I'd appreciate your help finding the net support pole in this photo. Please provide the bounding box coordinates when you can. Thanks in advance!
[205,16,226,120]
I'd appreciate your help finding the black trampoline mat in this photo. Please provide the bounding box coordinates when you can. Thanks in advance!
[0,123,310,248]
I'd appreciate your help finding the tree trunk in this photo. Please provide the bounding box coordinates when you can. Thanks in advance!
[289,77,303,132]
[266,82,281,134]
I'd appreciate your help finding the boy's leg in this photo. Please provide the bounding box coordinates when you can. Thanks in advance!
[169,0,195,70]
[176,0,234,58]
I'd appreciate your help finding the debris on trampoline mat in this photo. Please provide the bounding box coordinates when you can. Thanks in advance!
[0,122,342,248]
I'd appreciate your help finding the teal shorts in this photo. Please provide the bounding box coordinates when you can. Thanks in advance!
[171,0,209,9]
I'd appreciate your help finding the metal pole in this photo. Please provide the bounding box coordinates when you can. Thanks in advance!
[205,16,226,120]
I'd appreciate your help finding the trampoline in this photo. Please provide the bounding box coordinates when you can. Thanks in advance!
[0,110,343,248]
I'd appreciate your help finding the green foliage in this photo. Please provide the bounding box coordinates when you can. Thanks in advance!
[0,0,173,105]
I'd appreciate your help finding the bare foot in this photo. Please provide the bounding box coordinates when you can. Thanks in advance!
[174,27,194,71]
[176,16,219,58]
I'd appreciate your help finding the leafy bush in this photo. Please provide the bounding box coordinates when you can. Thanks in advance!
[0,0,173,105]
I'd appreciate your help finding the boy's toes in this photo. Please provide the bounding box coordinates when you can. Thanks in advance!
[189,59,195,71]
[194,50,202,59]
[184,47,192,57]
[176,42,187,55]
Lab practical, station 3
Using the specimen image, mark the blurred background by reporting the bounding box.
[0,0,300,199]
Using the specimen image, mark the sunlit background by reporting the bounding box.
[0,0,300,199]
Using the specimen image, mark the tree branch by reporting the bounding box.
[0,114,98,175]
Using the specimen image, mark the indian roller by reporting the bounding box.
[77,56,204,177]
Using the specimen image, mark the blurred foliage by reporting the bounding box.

▶ **Task to complete**
Convert the material above into a Markdown table with the columns Row and Line. Start at the first line of the material and go through the line containing "[176,42,187,55]", number each row, and leave out blank lines.

▶ **Task answer**
| Row | Line |
|---|---|
| 1 | I'd appreciate your help finding the net support pole in this photo. Please provide the bounding box coordinates when you can. Thanks in advance! |
| 2 | [205,16,226,120] |
| 3 | I'd appreciate your help finding the black trampoline mat in this photo. Please provide the bounding box coordinates when you can. Thanks in advance! |
| 4 | [0,123,310,248] |
| 5 | I'd appreciate your help finding the tree trunk in this photo. Please provide the bounding box coordinates when you can. Thanks in advance! |
| 6 | [289,77,303,132] |
| 7 | [266,82,281,134] |
| 8 | I'd appreciate your help finding the boy's leg in this photo. Please provide the bounding box coordinates when you can. Thanks in advance! |
| 9 | [169,0,195,70] |
| 10 | [176,0,234,58] |
| 11 | I'd appreciate your help finding the debris on trampoline mat in this photo. Please provide the bounding box coordinates when you can. Thanks in advance! |
| 12 | [0,122,342,248] |
| 13 | I'd appreciate your help finding the teal shorts in this photo. Please provide the bounding box coordinates when you can. Thanks in advance! |
| 14 | [171,0,209,9] |
| 15 | I'd appreciate your help finding the metal pole in this photo. Please provide the bounding box coordinates when you can. Thanks in advance! |
| 16 | [205,16,226,120] |
| 17 | I'd appreciate your help finding the trampoline in this photo. Please provide the bounding box coordinates when you can. Thanks in advance! |
| 18 | [0,110,343,248] |
| 19 | I'd appreciate your help finding the green foliage in this photo. Please provide the bounding box coordinates when you can. Thanks in advance! |
| 20 | [0,0,173,105] |
| 21 | I'd appreciate your help finding the bare foot in this photo. Please provide the bounding box coordinates when you can. Thanks in advance! |
| 22 | [174,27,194,71] |
| 23 | [176,16,219,58] |
| 24 | I'd appreciate your help finding the leafy bush in this photo. Please provide the bounding box coordinates when you can. Thanks in advance! |
| 25 | [0,0,173,105] |
| 26 | I'd appreciate your help finding the boy's toes in this photo. Please provide the bounding box coordinates when you can. Thanks in advance! |
| 27 | [189,59,195,71] |
| 28 | [194,50,202,59] |
| 29 | [184,47,192,57] |
| 30 | [176,42,187,55] |